§ **SUPPLIED TEXT**
****************************************

Here’s our reporter’s notebook rounding up other noteworthy tidbits from the report, which polled 275 students attending Collision Repair Education Foundation job fairs between fall 2018 and spring 2019. (Though not all of them answered every question.)

Students ranged from 15-45 years old. Out of the 131 which responded to a question about graduation dates, the majority were slated to enter the workforce between spring and fall of this year.

“Our committee believes that in order to attract a new generation of workers into the collision repair industry, we must first gain a deeper understanding of what the new generation values in a potential career,” CIC Talent Pool Committee Chairman Dave Luehr (Elite Body Shop Solutions) said in a statement Monday. “Kyle Medeiros, CREF, and other TPC volunteers have done a terrific job with this survey and I believe the information obtained is a substantial starting point for our committee’s mission.”

Show they can grow

The CIC Talent Pool Committee study clearly demonstrated a demand among incoming employees for a visible career path. “Potential for Advancement” ranked No. 3 among top factors in considering prospective employers, after “Work-Life Balance” and “Wages” and ahead of any benefits.

Another question asked the students why they had chosen their educational program. The second most popular answer after “Love working on cars” was “Opportunities for career advancement after employment,” a view shared by 40 out of 221 respondents (18 percent).

Two other responses might express a similar desire for employers to offer a chance at career growth. Ten out of the 221 replied “Number of job openings” (5 percent), and seven cited “Pay top level technicians receive” (3 percent).

This seems to jive with advice we covered in 2018.

At NACE 2018, Pro Collision Training Paul Gage argued that developing employees with an interest in a particular collision repair role might be an easier solution than attempting to fill that position externally. Otherwise, that staffer will pursue that job anyway — at someone else’s shop, he said.

Gage said it was “unbelievably cheaper” to go this route and train from within rather than eat the cost of filling an empty slot externally. He also noted that it could make an employee more motivated and less likely to jump to a competitor for $1 or $2 more, for they now have a “career path” with their current repair company.

The same year, Sherwin-Williams business consulting services manager Mike Lanza told us that at his company, “we show people a path. … There’s a career path.”

Collision repairers needed to do the same, and failure to do so means “you’re going to be left behind,” Lanza said prior to a talk on hiring at the 2018 SCRS Repairer Driven Education series. Millennials change jobs every 18 months on average, prompted to do so by a lack of career path, Lanza said then.

Not seeking a four-year degree

Out of the 275 total respondents, 122 listed high school as their current level of education, with 99 of those reporting expectations to graduate in the Classes of 2020-23. 145 reported their status as technical/community college. Eight had reached the level of a four-year education.

Another question asked about plans following high school graduation.

****************************************

§ **ENTRIES PROVIDED**
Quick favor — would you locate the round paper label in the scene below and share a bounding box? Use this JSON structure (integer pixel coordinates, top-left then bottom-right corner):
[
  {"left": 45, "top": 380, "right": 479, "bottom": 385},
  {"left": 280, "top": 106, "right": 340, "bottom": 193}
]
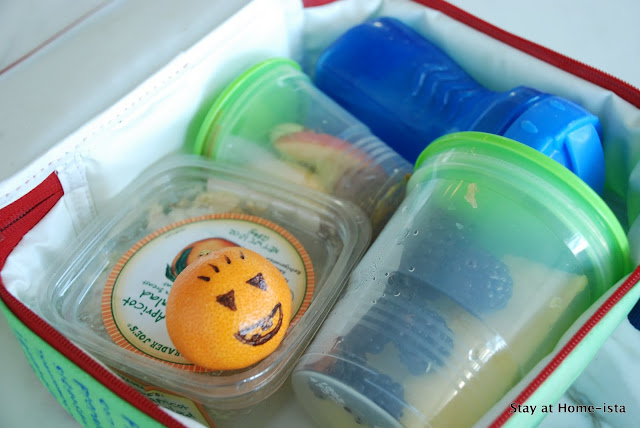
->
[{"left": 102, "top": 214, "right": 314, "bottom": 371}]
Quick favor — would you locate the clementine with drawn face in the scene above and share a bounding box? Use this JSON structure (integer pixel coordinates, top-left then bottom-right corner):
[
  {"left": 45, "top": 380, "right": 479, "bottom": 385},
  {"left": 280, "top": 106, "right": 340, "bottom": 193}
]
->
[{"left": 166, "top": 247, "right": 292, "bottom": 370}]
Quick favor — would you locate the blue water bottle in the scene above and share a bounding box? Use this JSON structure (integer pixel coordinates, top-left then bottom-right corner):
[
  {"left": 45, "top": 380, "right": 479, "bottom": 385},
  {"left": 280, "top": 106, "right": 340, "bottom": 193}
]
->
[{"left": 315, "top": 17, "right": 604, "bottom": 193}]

****************************************

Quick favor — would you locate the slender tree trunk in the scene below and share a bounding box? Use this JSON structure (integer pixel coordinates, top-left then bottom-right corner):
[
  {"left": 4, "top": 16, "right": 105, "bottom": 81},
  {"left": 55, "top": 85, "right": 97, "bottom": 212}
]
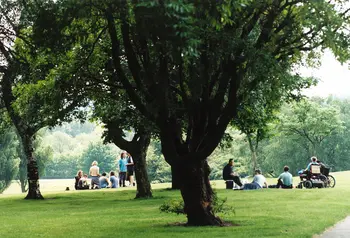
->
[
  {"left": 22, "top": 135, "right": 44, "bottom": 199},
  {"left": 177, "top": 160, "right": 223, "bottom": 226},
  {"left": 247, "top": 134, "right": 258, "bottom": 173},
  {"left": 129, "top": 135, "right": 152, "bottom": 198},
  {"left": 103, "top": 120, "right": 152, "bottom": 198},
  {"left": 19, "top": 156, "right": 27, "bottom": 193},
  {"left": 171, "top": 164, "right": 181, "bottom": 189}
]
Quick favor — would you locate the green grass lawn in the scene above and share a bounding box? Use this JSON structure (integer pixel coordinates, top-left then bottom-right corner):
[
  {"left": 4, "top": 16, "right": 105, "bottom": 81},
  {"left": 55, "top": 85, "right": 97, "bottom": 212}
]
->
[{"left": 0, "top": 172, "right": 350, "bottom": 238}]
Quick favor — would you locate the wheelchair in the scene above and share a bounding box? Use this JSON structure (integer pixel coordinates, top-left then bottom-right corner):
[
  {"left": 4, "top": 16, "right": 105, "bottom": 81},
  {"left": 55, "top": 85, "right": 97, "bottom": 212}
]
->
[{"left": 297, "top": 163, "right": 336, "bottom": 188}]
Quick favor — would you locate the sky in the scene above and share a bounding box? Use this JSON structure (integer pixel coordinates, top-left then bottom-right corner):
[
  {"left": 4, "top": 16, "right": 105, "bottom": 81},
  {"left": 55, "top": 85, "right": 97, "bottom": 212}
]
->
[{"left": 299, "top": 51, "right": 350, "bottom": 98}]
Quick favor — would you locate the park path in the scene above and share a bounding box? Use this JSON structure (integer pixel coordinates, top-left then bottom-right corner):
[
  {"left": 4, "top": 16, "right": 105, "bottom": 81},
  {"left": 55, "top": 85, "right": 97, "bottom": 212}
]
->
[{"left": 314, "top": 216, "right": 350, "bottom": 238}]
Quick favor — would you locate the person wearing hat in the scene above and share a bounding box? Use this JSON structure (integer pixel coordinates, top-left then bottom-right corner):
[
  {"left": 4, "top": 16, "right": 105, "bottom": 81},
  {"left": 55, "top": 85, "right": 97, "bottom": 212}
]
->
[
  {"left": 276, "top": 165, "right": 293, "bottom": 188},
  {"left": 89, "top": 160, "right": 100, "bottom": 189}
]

****************************************

§ **AIM 1**
Say whether each statement agrees with the collision repair survey article, answering yes or no and quoting the deciding words. (a) The survey polled 275 students. (b) "Wages" ranked ahead of "Potential for Advancement" among factors in choosing an employer. (c) More respondents listed high school than technical/community college as their current level of education.
§ **AIM 2**
Sum up the collision repair survey article in two sentences.
§ **AIM 3**
Reproduce word for word the part of the collision repair survey article that begins at the words "At NACE 2018, Pro" and stops after "current repair company.".

§ **REPLY 1**
(a) Yes: "polled 275 students attending Collision Repair Education Foundation job fairs between fall 2018 and spring 2019"
(b) Yes: "“Potential for Advancement” ranked No. 3 among top factors in considering prospective employers, after “Work-Life Balance” and “Wages”"
(c) No: "122 listed high school as their current level of education" and "145 reported their status as technical/community college."

§ **REPLY 2**
A survey of 275 students at Collision Repair Education Foundation job fairs showed a demand for a visible career path, with "Potential for Advancement" ranking third among factors in choosing an employer, after work-life balance and wages. Paul Gage and Mike Lanza had likewise urged shops in 2018 to train staff from within and show them a career path, and nearly all respondents were in high school or technical/community college.

§ **REPLY 3**
At NACE 2018, Pro Collision Training Paul Gage argued that developing employees with an interest in a particular collision repair role might be an easier solution than attempting to fill that position externally. Otherwise, that staffer will pursue that job anyway — at someone else’s shop, he said.

Gage said it was “unbelievably cheaper” to go this route and train from within rather than eat the cost of filling an empty slot externally. He also noted that it could make an employee more motivated and less likely to jump to a competitor for $1 or $2 more, for they now have a “career path” with their current repair company.